SHORT EXERCISE
Can you give these lines again with every "point out" replaced by "locate", leaving everything else unchanged?
+++ SUPPLIED DATA +++
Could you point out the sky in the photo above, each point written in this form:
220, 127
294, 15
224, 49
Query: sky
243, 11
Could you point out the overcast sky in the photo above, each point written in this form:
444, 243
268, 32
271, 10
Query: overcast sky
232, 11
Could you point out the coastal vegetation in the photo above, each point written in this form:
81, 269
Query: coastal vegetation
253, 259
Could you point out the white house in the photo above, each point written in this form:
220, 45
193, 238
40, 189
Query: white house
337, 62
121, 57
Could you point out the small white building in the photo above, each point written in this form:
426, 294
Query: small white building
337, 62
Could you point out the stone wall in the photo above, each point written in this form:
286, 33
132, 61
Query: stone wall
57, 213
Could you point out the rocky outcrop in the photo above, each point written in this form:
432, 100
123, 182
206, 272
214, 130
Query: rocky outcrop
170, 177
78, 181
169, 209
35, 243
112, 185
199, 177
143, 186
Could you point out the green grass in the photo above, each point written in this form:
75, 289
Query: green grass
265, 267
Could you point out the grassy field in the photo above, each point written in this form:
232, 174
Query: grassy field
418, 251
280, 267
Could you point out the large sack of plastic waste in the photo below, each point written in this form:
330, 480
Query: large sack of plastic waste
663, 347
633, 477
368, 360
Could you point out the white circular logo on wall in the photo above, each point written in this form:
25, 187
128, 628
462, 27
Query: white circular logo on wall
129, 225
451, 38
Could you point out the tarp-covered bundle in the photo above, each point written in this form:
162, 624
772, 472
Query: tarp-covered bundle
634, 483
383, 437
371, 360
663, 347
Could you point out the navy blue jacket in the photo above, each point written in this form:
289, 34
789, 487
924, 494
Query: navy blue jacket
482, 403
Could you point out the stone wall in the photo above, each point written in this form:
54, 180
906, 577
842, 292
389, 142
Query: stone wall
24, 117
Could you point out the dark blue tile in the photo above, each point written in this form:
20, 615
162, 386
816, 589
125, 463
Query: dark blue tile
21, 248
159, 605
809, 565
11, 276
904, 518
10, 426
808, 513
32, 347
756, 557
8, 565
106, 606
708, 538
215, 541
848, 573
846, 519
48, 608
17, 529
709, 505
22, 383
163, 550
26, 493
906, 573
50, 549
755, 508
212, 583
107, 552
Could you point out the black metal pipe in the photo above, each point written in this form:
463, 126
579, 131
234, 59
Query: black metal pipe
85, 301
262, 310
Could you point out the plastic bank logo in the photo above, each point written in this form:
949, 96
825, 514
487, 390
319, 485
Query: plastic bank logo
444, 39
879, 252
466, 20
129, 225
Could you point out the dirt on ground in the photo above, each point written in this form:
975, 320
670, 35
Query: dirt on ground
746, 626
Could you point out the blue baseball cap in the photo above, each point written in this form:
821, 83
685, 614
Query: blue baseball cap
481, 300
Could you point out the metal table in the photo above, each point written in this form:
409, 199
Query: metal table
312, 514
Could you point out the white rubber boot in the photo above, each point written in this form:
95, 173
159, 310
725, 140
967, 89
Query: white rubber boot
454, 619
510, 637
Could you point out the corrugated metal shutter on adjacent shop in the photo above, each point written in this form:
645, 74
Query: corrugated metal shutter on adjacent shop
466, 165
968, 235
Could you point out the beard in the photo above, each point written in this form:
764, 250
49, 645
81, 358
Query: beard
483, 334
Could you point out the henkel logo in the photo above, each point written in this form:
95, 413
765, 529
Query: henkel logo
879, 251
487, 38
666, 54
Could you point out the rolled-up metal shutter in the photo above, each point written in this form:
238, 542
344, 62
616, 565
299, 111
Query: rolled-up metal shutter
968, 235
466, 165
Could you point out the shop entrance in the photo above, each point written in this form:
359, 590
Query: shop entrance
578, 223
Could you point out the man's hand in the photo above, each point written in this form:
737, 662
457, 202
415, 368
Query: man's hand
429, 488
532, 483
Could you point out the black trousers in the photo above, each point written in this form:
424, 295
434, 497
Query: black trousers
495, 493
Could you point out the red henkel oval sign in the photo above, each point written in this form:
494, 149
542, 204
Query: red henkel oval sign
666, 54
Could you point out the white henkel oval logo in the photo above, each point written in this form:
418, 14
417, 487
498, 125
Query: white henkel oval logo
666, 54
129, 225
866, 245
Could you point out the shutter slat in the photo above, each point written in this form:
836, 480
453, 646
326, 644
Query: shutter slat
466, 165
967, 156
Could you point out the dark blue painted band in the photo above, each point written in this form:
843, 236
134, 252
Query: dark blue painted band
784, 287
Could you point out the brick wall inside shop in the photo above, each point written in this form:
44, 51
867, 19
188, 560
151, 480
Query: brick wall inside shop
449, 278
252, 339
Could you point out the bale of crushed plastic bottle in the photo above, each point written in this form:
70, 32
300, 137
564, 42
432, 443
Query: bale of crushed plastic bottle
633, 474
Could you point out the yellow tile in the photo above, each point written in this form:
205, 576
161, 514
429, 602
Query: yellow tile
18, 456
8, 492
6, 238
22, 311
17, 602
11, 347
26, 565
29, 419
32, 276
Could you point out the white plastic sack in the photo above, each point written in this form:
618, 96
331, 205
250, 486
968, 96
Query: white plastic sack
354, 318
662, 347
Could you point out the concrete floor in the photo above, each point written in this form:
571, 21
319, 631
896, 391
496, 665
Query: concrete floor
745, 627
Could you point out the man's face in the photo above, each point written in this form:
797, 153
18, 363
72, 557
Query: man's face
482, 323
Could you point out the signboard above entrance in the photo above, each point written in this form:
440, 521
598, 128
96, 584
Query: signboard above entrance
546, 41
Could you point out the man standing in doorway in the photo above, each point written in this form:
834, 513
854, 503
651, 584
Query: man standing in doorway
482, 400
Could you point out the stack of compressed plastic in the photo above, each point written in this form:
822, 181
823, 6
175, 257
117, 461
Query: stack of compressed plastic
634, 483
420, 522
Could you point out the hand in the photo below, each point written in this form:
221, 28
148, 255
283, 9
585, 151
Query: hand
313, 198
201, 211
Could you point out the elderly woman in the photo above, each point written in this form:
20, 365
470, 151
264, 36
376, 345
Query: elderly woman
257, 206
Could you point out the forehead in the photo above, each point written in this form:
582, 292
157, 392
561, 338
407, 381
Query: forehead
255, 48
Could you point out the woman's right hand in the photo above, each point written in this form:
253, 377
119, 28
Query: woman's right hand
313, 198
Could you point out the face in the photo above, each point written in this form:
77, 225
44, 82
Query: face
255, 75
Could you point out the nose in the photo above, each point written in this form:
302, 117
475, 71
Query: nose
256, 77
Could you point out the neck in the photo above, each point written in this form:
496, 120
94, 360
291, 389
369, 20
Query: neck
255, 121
+++
FULL OUTPUT
Could you locate the sky in the photo above, each point written in this form:
220, 127
294, 15
224, 49
Query: sky
243, 11
Could you locate the overcast sky in the photo above, each point written in this form:
444, 243
268, 32
271, 10
Query: overcast sky
232, 11
Could you locate the coastal vegetation in the photo above, each point written in this form:
81, 269
Query: coastal vegetation
253, 259
Could you locate the white house in the photo above, each point written in this form:
220, 45
193, 238
40, 189
Query: white house
337, 62
121, 57
Could you locate the small white building in the photo above, each point written in this form:
426, 294
Query: small white building
337, 62
Could you locate the stone wall in the photo above, each point written in this form:
286, 33
132, 61
Query: stone wall
57, 213
Could you locate the rocky outcrop in the photo above, each point written in this form:
432, 100
123, 182
206, 272
214, 130
Query: rocky outcrop
170, 177
78, 181
169, 209
35, 243
112, 185
199, 177
143, 186
Could you locate the green grass in the photo above, each point written in this form:
75, 289
Query: green grass
265, 267
Could you locate the grassy field in the photo above, each point written in this form:
232, 174
Query: grassy field
418, 251
280, 267
Could you locate the large sack of plastic waste in the photo below, each point written in this form:
330, 480
Query: large sack of plastic waste
663, 347
633, 477
368, 360
Could you locate the white circular logo on wall in the photo above, each point written in this form:
25, 187
128, 628
462, 27
Query: white circular logo on wall
129, 225
451, 38
Could you locate the tarp-covered bundle in the photo above, each point written in this form:
162, 624
772, 472
Query: tarp-covered bundle
634, 483
383, 437
371, 360
663, 347
Could you locate the navy blue jacket in the photo above, each point written in this form:
289, 34
789, 487
924, 494
Query: navy blue jacket
482, 403
Could you locate the stone wall in the photo above, each point written in this form:
54, 180
906, 577
842, 292
389, 142
Query: stone wall
24, 117
Could you locate the dark blue tile in the photo above, each point written in this form:
20, 615
162, 386
816, 589
125, 463
Query: dark blue tile
21, 248
159, 605
809, 565
11, 276
904, 518
10, 426
808, 513
32, 347
756, 557
8, 565
106, 606
708, 538
215, 541
848, 573
846, 519
48, 608
17, 529
709, 505
22, 383
163, 550
26, 493
906, 573
50, 549
755, 508
212, 583
107, 552
Could you locate the black metal pipe in the photo above, each point written in this form:
463, 126
579, 131
234, 59
Query: black metal pipe
85, 301
262, 310
Could you locate the plastic bank logo in the photo above, each point written in this form:
949, 96
825, 514
487, 390
319, 485
Query: plastic bank logo
444, 39
879, 252
466, 20
129, 225
Could you locate the dirt on ground in the photo above, each point written in this form:
975, 320
670, 35
Query: dirt on ground
746, 626
Could you locate the blue baseball cap in the photo above, each point written in this form:
821, 83
685, 614
Query: blue baseball cap
481, 300
Could you locate the metal table in the photo above, each point written in this form:
409, 199
Query: metal table
312, 514
Could you locate the white rubber boot in the photo above, each point written in this form:
95, 173
159, 310
725, 140
967, 89
Query: white rubber boot
454, 619
510, 637
Could you locate the corrugated metal shutter on adjacent shop in the photo above, each point written in this form:
645, 74
Query: corrugated metal shutter on adjacent shop
466, 165
968, 235
Could you locate the beard in the photo above, each point written in this form:
764, 250
49, 645
81, 358
Query: beard
483, 334
Could you locate the henkel logo in the photo above, each point written in this form:
95, 413
765, 529
Query: henkel logo
879, 251
487, 38
666, 54
Could you locate the rolled-up metal shutter in the photo above, each point written in this form:
238, 542
344, 62
616, 565
299, 111
Query: rolled-up metal shutter
968, 235
466, 165
Could you locate the shop entrance in the photo above, each point written in this form:
359, 590
Query: shop entrance
578, 223
Could you locate the man's hand in the photo above, each point written in this form:
737, 662
457, 202
415, 368
Query: man's hand
429, 488
532, 483
Could you locate the black trousers in the photo above, each point written in this form:
424, 295
434, 497
Query: black trousers
495, 493
Could you locate the red henkel oval sign in the photo above, each point written in this form:
494, 149
542, 204
Query: red henkel oval sign
666, 54
Could you locate the white henkel oval logo in the photo above, each point written in this form:
418, 14
417, 487
498, 125
Query: white henkel oval logo
666, 54
129, 225
866, 245
Could you locate the shutter slat in the photo above, each point written in this form:
836, 480
453, 646
326, 644
Query: shutter slat
466, 165
967, 156
Could you locate the dark blue painted band in the photo above, each point written in this form:
843, 236
134, 252
Query: dark blue painted band
784, 287
Could you locate the brick wall inside shop in the photo above, each point written in this form:
44, 51
867, 19
188, 560
151, 480
Query: brick wall inside shop
449, 278
252, 339
Could you locate the bale of crushed plastic bottle in the photo above, each point written in this form:
70, 32
300, 137
564, 42
432, 443
Query: bale of crushed plastic bottle
633, 474
Could you locate the yellow tile in the photo above, each point written in this form:
205, 576
161, 514
429, 602
Query: yellow tile
18, 456
8, 492
6, 238
22, 311
17, 602
11, 347
26, 565
29, 419
32, 276
Could you locate the white plastic sack in the photo above, each point written in this form:
618, 96
331, 205
250, 486
968, 96
Query: white plastic sack
354, 318
662, 347
Could you locate the concrete floor in the photo above, each point written in this form:
571, 21
319, 631
896, 391
496, 665
Query: concrete floor
745, 627
Could you locate the man's face in the photo above, each point written in this form:
797, 153
18, 363
72, 557
Query: man's face
482, 323
Could you locate the signboard above entrance in the photo above, each point written in this form:
440, 521
598, 128
96, 584
Query: signboard above entrance
546, 41
Could you locate the man standing in doorway in the photo above, each point written in this form:
834, 513
854, 503
651, 584
Query: man standing in doorway
482, 400
Could you locate the stack of compressed plastic in the photo above, each point written in this form:
822, 181
823, 6
175, 257
117, 461
Query: stack of compressed plastic
634, 483
420, 522
Could you locate the hand in the photo below, each point written in this form:
221, 28
148, 255
283, 9
585, 151
Query: hand
313, 198
201, 211
Could you locate the elderly woman in the photo above, each point written in this form:
20, 365
470, 151
264, 36
376, 345
Query: elderly woman
257, 206
Could you locate the forehead in the photo above, each point written in this form:
582, 292
157, 392
561, 338
407, 381
Query: forehead
255, 48
Could you locate the woman's right hand in the photo above, each point written in this form:
253, 377
119, 28
Query: woman's right hand
313, 198
Could you locate the face in the photo above, each point written in this form:
77, 225
44, 82
Query: face
255, 75
Could you locate the nose in the photo above, each point written in this form:
302, 117
475, 71
Query: nose
256, 77
Could you locate the neck in the photo above, each point written in this form:
496, 120
94, 360
291, 389
369, 20
Query: neck
255, 121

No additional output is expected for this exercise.